This is in-line with the employment protection aim of the Regulations, and would also be likely to assist the new contractor in reducing recruitment and training costs. Additionally, and importantly, treating all contractors – including those making "innovative bids" – on an equal footing will contribute toward the key policy objective of creating a "level playing field" in tendering exercises, and increased certainty and confidence for all concerned.
11TUPE, Draft Revised Regulations, Public Consultation Document, Employment Relations Directorate Department of Trade and Industry, March 2005
The removal of the need to show retention of identity for SPC has certainly diminished the practice of innovative bidding and as such has shown the move by the UK Government to introduce a separate Regulation for SPC and differentiate from a business undertaking to be successful, for which it should be commended.
However, this type of strategy – whereby the transferee setups the transfer, pre-transfer, has shifted to pre-pack insolvency proceedings. It could be argued that the latter is more the extreme version of this type of tactic. Certainly, the fact that the business has to be insolvent means that the range of companies where this strategy can be applied is narrower than of innovative bidding, however the rewards are far greater. So, although innovative bidding may have disappeared, it could be said that it has morphed into pre-pack administration.
Employee Liability Information
Draft Regulations 11 and 12 are designed to implement the Government's decision to take advantage of the Member State option in Article 3.2 of the Directive. This is an option to introduce provisions requiring the transferor to notify the transferee of all the rights and obligations in relation to employees that will be transferred – so far as
those rights and obligations are or ought to be known to the transferor at the time of the transfer.

**Aim of the exercise**
Answer these questions from the passage on the TUPE regulations:
(a) Treating all contractors on an equal footing contributes toward which key policy objective?
(b) Into what has innovative bidding morphed?
(c) Which article of the Directive contains the Member State option that Draft Regulations 11 and 12 implement?
The entries below have no connection to the passage on the TUPE regulations.

**Region labeling entries**
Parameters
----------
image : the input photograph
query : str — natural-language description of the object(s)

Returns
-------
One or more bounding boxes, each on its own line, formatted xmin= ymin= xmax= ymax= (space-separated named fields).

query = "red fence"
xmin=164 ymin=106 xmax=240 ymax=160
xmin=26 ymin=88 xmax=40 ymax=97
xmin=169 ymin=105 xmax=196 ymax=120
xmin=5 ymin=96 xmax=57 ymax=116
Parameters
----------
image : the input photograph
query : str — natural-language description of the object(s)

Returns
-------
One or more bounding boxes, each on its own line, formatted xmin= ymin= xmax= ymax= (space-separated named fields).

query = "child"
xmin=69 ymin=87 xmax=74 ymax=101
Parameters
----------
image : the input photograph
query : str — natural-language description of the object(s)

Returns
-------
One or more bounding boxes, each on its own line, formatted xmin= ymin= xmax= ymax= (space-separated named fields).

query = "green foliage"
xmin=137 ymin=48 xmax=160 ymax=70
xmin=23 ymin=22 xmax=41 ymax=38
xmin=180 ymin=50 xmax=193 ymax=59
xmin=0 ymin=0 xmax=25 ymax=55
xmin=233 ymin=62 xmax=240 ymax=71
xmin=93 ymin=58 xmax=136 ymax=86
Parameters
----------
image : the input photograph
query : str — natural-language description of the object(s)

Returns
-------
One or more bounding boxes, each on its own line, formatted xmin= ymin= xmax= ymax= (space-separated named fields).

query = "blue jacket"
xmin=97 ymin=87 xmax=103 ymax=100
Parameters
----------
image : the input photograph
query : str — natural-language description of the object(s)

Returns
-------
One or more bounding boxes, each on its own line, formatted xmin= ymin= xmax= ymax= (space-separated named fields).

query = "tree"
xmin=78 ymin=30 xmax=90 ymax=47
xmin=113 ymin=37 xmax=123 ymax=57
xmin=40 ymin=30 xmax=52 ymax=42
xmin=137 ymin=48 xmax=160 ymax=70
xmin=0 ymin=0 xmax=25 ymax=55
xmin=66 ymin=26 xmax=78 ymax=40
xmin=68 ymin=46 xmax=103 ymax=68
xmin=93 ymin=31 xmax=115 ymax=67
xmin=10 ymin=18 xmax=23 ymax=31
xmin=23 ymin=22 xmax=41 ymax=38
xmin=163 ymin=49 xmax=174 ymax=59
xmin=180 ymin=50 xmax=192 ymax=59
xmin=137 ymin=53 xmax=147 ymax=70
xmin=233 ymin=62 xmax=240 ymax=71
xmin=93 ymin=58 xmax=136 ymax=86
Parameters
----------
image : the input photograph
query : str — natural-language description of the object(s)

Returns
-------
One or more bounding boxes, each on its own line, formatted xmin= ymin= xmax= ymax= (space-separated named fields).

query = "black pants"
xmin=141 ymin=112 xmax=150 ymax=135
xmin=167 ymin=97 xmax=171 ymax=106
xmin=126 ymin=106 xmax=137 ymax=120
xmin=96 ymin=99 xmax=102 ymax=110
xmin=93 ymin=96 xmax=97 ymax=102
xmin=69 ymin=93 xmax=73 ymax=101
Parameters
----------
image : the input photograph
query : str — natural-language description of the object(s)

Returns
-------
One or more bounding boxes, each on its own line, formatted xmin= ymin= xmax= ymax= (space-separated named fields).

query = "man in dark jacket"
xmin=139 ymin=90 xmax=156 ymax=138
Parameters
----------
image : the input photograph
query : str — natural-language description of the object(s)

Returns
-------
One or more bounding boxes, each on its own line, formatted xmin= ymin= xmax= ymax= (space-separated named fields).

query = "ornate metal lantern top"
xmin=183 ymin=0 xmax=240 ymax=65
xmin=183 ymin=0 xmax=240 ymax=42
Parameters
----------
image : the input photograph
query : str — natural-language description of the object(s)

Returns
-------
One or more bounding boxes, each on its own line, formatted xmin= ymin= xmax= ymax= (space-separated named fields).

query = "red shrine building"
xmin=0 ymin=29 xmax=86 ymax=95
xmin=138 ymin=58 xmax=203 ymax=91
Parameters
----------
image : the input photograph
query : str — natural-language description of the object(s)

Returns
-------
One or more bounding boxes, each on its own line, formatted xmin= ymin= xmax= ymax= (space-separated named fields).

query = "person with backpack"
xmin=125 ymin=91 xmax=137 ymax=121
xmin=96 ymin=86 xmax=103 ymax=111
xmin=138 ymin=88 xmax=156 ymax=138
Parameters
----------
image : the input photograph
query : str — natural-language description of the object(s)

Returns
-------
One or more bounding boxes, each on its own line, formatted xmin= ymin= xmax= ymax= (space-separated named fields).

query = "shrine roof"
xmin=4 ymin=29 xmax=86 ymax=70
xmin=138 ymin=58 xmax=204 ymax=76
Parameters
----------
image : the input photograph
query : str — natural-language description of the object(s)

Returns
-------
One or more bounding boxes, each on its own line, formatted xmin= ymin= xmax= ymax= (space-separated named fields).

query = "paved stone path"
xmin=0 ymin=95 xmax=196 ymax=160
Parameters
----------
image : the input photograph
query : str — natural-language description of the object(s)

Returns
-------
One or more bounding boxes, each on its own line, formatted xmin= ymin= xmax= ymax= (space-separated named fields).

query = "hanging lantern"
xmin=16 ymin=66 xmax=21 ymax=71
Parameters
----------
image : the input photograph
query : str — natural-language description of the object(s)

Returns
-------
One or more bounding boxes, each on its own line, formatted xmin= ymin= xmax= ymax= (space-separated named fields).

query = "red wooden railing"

**Answer for the task**
(a) Creating a "level playing field" in tendering exercises.
(b) Pre-pack administration.
(c) Article 3.2.